Records drawn from a dataset.
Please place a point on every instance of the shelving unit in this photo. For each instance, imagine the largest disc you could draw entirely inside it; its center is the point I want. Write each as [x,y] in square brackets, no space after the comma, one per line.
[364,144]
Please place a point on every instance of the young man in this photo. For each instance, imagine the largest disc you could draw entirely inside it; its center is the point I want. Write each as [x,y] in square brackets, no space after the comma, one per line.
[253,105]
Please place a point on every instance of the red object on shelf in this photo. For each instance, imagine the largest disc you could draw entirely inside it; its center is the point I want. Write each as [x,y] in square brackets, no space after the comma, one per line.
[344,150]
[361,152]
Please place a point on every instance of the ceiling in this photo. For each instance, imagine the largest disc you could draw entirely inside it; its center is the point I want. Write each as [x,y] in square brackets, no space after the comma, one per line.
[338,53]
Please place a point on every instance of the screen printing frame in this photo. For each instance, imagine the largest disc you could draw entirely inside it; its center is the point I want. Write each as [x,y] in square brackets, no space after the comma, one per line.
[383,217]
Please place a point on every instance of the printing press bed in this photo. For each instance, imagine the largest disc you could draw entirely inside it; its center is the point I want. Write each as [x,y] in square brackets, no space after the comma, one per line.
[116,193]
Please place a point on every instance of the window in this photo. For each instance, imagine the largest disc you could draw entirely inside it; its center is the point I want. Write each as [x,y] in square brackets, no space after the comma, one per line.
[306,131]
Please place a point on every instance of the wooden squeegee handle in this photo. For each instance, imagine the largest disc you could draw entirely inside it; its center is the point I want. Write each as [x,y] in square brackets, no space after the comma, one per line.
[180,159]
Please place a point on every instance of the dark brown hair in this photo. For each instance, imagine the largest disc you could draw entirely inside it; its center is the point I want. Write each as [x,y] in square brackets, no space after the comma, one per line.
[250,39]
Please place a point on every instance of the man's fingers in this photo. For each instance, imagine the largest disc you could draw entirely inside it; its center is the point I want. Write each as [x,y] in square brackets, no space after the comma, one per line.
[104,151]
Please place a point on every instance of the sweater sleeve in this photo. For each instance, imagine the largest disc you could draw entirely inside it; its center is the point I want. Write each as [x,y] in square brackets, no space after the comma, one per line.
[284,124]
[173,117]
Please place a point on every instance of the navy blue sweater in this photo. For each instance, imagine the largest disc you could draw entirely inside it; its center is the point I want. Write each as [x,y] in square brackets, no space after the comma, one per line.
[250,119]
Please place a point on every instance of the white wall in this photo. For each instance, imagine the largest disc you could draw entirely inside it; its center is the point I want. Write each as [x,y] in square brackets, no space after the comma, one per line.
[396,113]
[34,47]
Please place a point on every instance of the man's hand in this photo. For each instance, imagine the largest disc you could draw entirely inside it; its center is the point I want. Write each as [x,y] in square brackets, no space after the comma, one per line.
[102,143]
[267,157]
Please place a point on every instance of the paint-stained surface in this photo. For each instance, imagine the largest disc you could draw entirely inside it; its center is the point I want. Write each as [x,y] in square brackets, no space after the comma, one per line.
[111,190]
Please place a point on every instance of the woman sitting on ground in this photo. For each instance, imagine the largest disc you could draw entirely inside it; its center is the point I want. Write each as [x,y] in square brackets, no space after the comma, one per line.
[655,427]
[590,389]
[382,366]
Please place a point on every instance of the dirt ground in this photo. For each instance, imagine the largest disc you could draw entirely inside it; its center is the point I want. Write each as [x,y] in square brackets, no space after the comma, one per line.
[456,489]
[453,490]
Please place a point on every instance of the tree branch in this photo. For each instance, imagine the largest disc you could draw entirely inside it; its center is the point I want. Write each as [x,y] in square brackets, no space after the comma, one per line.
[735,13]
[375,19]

TASK BRIEF. Output every line of the listing above as a numbered list, and leave out any blank lines.

EXERCISE ANSWER.
1. Please place a point on every instance of the shelving unit in this photo. For each instance, imagine the largest disc you could draw entirely inside it; its center is the point I want. Write each as [x,y] in square brackets, no space after the comma, one per line.
2. [364,144]
3. Please place a point on every instance of the young man in this photo. For each instance, imagine the largest disc you could draw entirely inside it; its center is the point I want. Write each as [x,y] in square brackets, no space after the comma, one per line.
4. [253,105]
5. Please place a point on every instance of the red object on shelf in this photo. For each instance, imagine the largest disc you could draw entirely inside it; its center is the point I want. Write each as [x,y] in square brackets, no space after the comma, one per line.
6. [344,150]
7. [361,152]
8. Please place a point on every instance of the ceiling in this photo. For each instance, imagine the largest disc you could draw entirely inside it; its center is the point I want. Write each as [x,y] in square brackets, no space after the comma, one per line.
9. [338,53]
10. Please place a point on every instance of the screen printing frame in this photo. For each instance, imagine the largest disc you could draw entirely inside it; its center is the point I want. Write each as [x,y] in square brackets, no space after the comma, one per line.
11. [383,217]
12. Please place a point on every instance of the printing press bed in this photo. For each instance, imagine the largest disc you could draw entirely inside it; its center is the point I want. Write each as [x,y] in square brackets, no space after the comma, one per line.
13. [116,193]
14. Please place a point on every instance of the window in this photo. For each instance, imagine the largest disc you could draw entirely inside it; its center is the point I want. Write each as [x,y] in square brackets, no space after the comma, one per line.
15. [306,131]
16. Please place a point on every instance of the wooden squeegee handle in this photo. For each instance, imagine the largest disc you could draw entirely inside it; its center is the point I want. Write each as [x,y] in square brackets, no space after the comma, one per line.
17. [180,159]
18. Please place a point on every instance of the dark brown hair in this photo. For each instance, imagine the largest disc you could draw entirely inside it; its center is the point I want. Write each as [x,y] in square brackets, no space after the comma, one per line.
19. [250,39]
20. Please place a point on every instance of the man's fingers in this photo. For each instance, imagine the largest disc you could draw entirely inside it; its center is the point I want. Write each as [x,y] in square brackets, no space after the comma, one per line.
21. [104,151]
22. Please place a point on every instance of the sweater sleeve in this photo. For each instance, imagine the largest disc you could draw entirely inside it; its center is the point I want. Write each as [x,y] in square brackets, no space after the comma, one per line.
23. [284,124]
24. [173,117]
25. Please place a point on every instance of the navy blue sweater in this photo. For each instance, imagine the largest disc you could draw entirely inside it; its center is the point I want. Write each as [x,y] in square brackets, no space after the comma, one per line.
26. [250,119]
27. Please place a point on every instance of the white wall in this photo. For each instance, imagine the largest disc you could draw entirely inside it; its center is the point I want. Write each as [x,y] in square brackets, no space after the comma, one per line.
28. [396,113]
29. [34,47]
30. Please place a point on every instance of the man's hand in this photo. For each instance, imagine the largest disc you could draw entirely inside it; its center is the point I want. Write each as [x,y] in square brackets, no space after the comma, one per line.
31. [102,143]
32. [267,157]
33. Please place a point on every instance of the paint-stained surface in this photo. For each instance, imagine the largest disc you could draw entirely inside it; its center is the point I want. Write each as [x,y] in square brackets, no space after the comma, one per line.
34. [111,190]
35. Please place a point on every instance of the woman sitting on ground in this photo. For each instance, imagine the largest disc you could draw entirely inside it; its center is the point I want. Write each as [x,y] in square brackets, no space after the comma, one per line.
36. [655,427]
37. [590,389]
38. [382,366]
39. Please place a point on every instance of the dirt ground in this photo. For each instance, imagine the largest disc you could draw entirely inside it; its center is the point I want. Write each as [x,y] in square brackets, no space after the comma, one per line.
40. [456,489]
41. [453,490]
42. Please place a point on every instance of the tree branch in this photo. For each instance, imagine the largest disc you could draw entirely inside it; its center is the point I want. Write each as [x,y] in square brackets, no space after the comma, one per line.
43. [735,13]
44. [375,19]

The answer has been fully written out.